### Work instructions
Every line in the records below that holds the word "center" is to be copied.

Referring expression pointing data

######

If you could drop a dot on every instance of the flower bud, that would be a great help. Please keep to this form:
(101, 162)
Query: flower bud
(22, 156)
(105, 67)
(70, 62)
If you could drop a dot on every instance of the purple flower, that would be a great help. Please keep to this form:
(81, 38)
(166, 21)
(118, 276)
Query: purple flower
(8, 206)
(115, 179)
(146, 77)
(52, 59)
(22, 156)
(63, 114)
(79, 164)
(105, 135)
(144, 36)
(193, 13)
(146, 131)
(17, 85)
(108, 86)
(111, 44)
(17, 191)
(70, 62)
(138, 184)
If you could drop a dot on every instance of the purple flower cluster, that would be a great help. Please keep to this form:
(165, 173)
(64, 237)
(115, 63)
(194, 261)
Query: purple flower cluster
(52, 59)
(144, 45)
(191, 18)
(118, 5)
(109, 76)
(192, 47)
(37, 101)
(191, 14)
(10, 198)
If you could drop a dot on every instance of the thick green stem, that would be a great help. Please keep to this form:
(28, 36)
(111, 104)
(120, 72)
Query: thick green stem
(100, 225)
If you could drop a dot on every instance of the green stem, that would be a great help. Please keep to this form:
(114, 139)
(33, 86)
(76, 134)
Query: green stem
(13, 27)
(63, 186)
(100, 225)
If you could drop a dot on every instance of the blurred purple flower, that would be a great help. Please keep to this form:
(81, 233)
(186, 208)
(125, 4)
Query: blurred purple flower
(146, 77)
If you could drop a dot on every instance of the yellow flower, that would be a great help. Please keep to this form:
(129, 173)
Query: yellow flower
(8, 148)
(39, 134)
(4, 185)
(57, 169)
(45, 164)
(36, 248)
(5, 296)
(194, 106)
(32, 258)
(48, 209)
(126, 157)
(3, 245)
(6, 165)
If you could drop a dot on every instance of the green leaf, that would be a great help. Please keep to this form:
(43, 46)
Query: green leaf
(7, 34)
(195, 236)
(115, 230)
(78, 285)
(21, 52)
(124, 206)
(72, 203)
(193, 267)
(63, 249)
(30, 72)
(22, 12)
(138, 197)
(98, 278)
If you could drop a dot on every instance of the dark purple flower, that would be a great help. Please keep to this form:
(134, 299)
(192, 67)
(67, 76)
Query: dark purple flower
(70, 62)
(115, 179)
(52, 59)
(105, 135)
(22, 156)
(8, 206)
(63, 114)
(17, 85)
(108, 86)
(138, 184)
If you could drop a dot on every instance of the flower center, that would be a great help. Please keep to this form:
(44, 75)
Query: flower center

######

### Task result
If you could drop a dot on every instance of the flower center, that would be a great help. Please keep to this form:
Query: flower center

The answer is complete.